你的任务: 续写这篇讨论 guest_ex 表从 MySQL 同步到 Doris 出问题的帖子，从帖子最后一句之后接着写。

Closed shizenghua closed 3 weeks ago
1、没有设置transformer. 2、mysql8.0 -> doris 2.1.6 经测试,一百多张表, 只有这一个表有问题,其他的表都正常。把这个表去掉后实时同步都是正常的。但是这个表的全量同步也是正常的。
这是到处的创建表sql
CREATE TABLE `guest_ex` (
`id` int NOT NULL COMMENT '客户扩展表',
`gzip` varchar(10) CHARACTER SET utf8 COLLATE utf8_bin NOT NULL COMMENT '邮编',
`gcode` varchar(10) CHARACTER SET utf8 COLLATE utf8_bin NOT NULL COMMENT '区号',
`gwork` int NOT NULL COMMENT '职业',
`gbirthday` bigint NOT NULL COMMENT '生日',
`gbackdrop` text CHARACTER SET utf8 COLLATE utf8_bin NOT NULL COMMENT '特殊背景',
`glike` text CHARACTER SET utf8 COLLATE utf8_bin NOT NULL COMMENT '兴趣爱好',
`gcollection` text CHARACTER SET utf8 COLLATE utf8_bin NOT NULL COMMENT '收藏喜好',
`gidcard` varchar(20) CHARACTER SET utf8 COLLATE utf8_bin NOT NULL COMMENT '身份证',
`gincome` int NOT NULL DEFAULT '0' COMMENT '收入情况',
`ghealthmanage` text CHARACTER SET utf8 COLLATE utf8_bin COMMENT '健康管理',
`gcarline` text CHARACTER SET utf8 COLLATE utf8_bin NOT NULL COMMENT '乘车路线',
`auto_id` int NOT NULL
) ENGINE=MyISAM DEFAULT CHARSET=utf8mb3 COLLATE=utf8_bin;
这是自动生成的DataX脚本脚本
"querySql":[
"SELECT `id`,`gzip`,`gcode`,`gwork`,`gbirthday`,`gbackdrop`,`glike`,`gcollection`,`gidcard`,`gincome`,`ghealthmanage`,`gcarline`,`auto_id` FROM `guest_ex` "

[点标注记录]
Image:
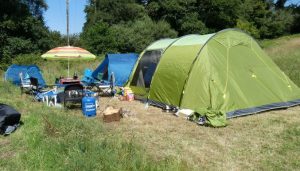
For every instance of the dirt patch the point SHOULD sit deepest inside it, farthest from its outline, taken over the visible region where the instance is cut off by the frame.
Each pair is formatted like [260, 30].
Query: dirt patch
[289, 45]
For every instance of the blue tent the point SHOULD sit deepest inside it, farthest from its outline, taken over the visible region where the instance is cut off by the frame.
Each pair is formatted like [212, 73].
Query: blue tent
[119, 64]
[13, 73]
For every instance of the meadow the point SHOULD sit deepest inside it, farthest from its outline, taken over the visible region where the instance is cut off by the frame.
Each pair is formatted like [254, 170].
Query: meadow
[59, 139]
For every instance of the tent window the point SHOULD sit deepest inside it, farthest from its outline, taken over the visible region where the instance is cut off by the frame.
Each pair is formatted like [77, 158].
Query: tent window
[146, 68]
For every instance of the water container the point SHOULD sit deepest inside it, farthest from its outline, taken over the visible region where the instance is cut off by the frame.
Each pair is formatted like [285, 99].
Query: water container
[89, 106]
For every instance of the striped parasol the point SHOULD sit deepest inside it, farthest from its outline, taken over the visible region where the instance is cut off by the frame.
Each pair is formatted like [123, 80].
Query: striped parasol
[68, 53]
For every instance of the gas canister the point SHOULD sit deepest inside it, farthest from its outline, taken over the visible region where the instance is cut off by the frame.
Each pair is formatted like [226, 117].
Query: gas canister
[89, 106]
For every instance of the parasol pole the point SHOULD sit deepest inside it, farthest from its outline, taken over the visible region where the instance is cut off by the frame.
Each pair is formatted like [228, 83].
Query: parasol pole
[68, 22]
[68, 38]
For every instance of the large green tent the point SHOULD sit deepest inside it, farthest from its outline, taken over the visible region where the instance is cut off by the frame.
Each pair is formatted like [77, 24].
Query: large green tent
[219, 75]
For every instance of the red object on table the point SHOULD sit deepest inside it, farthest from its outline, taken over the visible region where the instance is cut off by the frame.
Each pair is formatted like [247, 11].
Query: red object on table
[69, 81]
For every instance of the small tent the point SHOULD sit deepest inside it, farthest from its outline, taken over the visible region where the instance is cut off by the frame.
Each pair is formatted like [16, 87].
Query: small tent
[120, 65]
[12, 74]
[219, 75]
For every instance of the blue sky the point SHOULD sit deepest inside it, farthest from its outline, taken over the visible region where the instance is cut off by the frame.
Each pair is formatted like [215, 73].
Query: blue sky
[55, 16]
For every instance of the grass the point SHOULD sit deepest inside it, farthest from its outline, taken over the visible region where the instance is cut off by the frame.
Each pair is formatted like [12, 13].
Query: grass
[56, 139]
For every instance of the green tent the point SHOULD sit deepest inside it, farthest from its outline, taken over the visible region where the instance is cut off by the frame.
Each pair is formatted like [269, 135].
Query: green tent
[221, 75]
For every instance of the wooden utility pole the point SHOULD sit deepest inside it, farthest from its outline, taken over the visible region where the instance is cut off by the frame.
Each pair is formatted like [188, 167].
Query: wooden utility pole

任务作答:
],
................................................
"column":[
"id",
"gzip",
"gcode",
"gwork",
"gbirthday",
"gbackdrop",
"glike",
"gcollection",
"gidcard",
"gincome",
"ghealthmanage",
"gcarline",
"auto_id"
],
这是自动生成的Table DDL Script
CREATE TABLE `guest_ex`
(
`auto_id` INT NOT NULL,
`id` INT,
`gzip` VARCHAR(30),
`gcode` VARCHAR(30),
`gwork` INT,
`gbirthday` BIGINT,
`gbackdrop` STRING,
`glike` STRING,
`gcollection` STRING,
`gidcard` VARCHAR(60),
`gincome` INT,
`ghealthmanage` STRING,
`gcarline` STRING
)
ENGINE=olap
UNIQUE KEY(`auto_id`)
DISTRIBUTED BY HASH(`auto_id`)
BUCKETS 10
PROPERTIES("replication_num" = "1" )
这是解析出的mysql二进制日志内容。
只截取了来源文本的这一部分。